* **Items**
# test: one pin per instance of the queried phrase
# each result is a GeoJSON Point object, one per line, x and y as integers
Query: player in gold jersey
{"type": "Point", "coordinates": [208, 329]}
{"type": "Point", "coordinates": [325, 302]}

* **What is needed**
Return every line of the listing above unchanged and in the same order.

* **Reply**
# test: one pin per instance of the queried phrase
# each result is a GeoJSON Point object, one per line, x and y as integers
Query: player in gold jersey
{"type": "Point", "coordinates": [208, 329]}
{"type": "Point", "coordinates": [325, 302]}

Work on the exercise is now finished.